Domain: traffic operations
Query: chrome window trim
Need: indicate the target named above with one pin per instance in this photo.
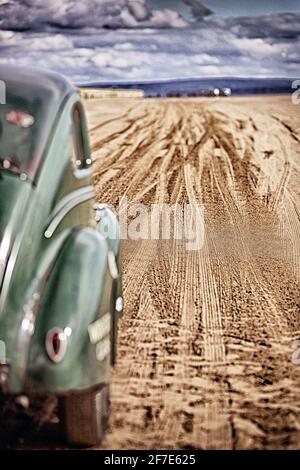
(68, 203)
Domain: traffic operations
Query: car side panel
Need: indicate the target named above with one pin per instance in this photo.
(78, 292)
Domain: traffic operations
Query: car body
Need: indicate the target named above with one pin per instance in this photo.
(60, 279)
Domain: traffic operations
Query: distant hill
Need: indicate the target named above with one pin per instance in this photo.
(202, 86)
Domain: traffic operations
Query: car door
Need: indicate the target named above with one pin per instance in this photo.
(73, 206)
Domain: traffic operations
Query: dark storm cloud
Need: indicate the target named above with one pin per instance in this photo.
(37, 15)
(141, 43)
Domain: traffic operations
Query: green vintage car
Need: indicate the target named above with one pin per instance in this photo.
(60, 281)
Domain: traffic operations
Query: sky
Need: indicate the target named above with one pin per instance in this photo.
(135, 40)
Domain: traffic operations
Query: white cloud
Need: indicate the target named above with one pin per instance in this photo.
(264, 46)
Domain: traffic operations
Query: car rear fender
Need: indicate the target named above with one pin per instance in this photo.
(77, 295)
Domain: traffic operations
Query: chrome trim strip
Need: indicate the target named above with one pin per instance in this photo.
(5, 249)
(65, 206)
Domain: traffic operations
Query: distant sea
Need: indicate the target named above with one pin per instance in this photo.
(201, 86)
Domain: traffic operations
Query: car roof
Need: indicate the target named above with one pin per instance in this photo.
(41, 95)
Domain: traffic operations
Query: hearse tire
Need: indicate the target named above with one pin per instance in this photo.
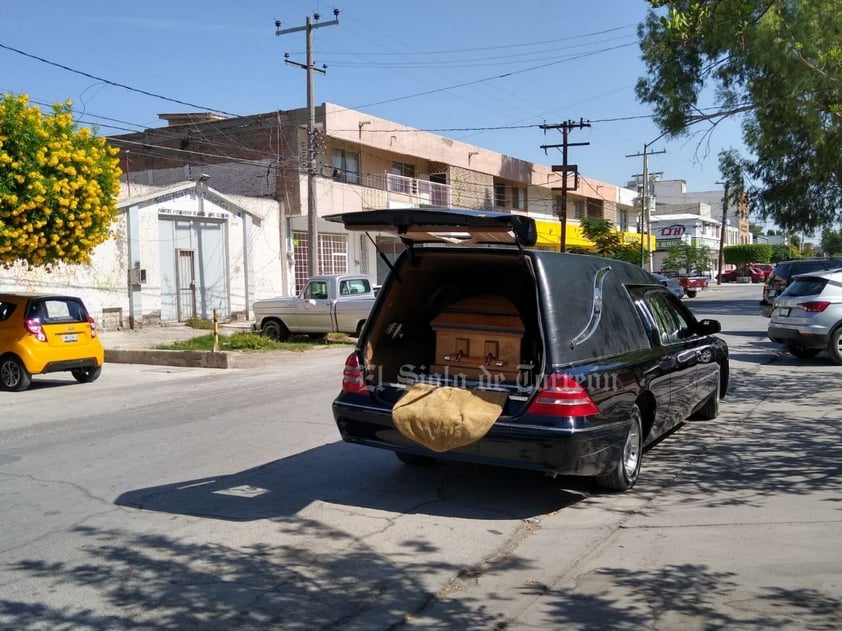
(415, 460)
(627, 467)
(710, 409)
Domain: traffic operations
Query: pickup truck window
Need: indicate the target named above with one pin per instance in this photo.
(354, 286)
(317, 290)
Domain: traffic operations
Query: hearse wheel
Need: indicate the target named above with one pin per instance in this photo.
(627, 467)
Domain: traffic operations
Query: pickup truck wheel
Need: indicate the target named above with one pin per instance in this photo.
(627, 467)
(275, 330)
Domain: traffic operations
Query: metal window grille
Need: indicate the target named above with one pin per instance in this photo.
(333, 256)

::::::::::

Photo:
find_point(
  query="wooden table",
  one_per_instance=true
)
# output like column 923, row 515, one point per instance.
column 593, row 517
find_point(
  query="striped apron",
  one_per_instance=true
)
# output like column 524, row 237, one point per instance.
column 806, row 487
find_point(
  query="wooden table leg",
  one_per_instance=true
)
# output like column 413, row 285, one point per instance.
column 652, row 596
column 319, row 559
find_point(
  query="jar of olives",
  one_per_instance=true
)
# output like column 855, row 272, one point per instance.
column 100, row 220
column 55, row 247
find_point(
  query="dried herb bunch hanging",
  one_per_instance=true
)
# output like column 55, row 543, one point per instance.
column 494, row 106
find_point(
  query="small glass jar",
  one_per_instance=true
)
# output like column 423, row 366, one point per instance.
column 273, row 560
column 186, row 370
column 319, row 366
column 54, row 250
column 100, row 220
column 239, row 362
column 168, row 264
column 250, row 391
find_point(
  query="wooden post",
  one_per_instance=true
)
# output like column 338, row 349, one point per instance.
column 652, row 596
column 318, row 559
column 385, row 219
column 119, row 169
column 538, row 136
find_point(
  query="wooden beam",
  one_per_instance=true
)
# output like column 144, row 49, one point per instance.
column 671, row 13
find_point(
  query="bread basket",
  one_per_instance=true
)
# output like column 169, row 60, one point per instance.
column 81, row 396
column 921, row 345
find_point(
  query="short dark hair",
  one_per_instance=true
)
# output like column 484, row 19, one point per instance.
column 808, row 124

::::::::::

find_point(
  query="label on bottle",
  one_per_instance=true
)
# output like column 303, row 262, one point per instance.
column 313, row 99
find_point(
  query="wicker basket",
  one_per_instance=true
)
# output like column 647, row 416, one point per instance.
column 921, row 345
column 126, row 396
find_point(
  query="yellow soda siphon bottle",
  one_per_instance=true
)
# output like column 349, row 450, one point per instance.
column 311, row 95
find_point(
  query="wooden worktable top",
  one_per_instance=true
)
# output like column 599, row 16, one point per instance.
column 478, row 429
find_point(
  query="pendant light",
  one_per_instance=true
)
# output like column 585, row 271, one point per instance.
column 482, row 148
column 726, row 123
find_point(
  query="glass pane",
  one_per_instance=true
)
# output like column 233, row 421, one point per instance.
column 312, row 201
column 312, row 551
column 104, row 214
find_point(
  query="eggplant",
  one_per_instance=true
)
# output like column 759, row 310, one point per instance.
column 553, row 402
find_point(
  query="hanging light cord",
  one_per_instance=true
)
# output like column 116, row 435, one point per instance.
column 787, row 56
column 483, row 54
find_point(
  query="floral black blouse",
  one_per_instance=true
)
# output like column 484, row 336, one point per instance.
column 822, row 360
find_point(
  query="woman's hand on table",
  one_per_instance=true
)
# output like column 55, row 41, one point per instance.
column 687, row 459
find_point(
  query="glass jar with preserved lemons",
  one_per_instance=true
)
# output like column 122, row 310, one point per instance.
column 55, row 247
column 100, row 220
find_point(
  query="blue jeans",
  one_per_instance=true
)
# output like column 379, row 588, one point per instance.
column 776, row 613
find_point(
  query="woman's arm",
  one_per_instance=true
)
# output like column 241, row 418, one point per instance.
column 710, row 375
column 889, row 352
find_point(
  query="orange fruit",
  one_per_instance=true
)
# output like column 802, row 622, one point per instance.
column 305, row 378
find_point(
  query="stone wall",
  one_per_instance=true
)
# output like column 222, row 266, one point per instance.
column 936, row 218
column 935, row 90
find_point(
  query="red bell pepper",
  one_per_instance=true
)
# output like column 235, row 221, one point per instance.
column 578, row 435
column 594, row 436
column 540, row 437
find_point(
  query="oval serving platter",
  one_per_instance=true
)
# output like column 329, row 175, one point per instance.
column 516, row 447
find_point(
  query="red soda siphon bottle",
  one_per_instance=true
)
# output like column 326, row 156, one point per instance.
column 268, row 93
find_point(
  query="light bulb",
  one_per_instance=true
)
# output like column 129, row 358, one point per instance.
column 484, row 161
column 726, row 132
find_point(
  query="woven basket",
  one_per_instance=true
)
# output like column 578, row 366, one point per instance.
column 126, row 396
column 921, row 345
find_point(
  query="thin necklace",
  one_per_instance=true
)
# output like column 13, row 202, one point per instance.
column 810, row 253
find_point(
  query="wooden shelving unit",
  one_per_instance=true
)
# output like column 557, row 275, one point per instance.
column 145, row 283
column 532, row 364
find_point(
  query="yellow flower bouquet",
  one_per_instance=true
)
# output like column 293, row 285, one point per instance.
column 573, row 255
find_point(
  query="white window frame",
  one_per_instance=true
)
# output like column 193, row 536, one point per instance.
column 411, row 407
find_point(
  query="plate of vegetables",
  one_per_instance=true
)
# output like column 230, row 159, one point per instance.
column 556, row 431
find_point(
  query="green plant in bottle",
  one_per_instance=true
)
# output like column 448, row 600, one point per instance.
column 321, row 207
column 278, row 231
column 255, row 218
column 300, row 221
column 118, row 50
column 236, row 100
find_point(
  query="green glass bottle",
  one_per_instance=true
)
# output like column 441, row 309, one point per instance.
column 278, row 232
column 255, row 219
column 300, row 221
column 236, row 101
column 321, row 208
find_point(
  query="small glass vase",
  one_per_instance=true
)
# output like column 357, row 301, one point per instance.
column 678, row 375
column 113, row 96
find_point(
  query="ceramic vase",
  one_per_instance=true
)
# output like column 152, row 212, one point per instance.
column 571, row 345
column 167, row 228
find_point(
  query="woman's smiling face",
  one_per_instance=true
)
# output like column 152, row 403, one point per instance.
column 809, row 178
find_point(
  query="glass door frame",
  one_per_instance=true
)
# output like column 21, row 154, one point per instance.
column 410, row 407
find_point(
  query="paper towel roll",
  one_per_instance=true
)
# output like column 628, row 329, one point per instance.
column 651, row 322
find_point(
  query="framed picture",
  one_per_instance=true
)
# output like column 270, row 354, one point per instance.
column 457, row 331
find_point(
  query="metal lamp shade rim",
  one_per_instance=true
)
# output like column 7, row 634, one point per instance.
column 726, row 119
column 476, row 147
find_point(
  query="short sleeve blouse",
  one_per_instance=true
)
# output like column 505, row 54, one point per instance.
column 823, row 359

::::::::::

* **ABOUT THIS EXERCISE**
Your reply should hold all the lines from the listing above in which "pickup" appears.

* **RESPONSE BOX**
Query: pickup truck window
Query: pickup truck wheel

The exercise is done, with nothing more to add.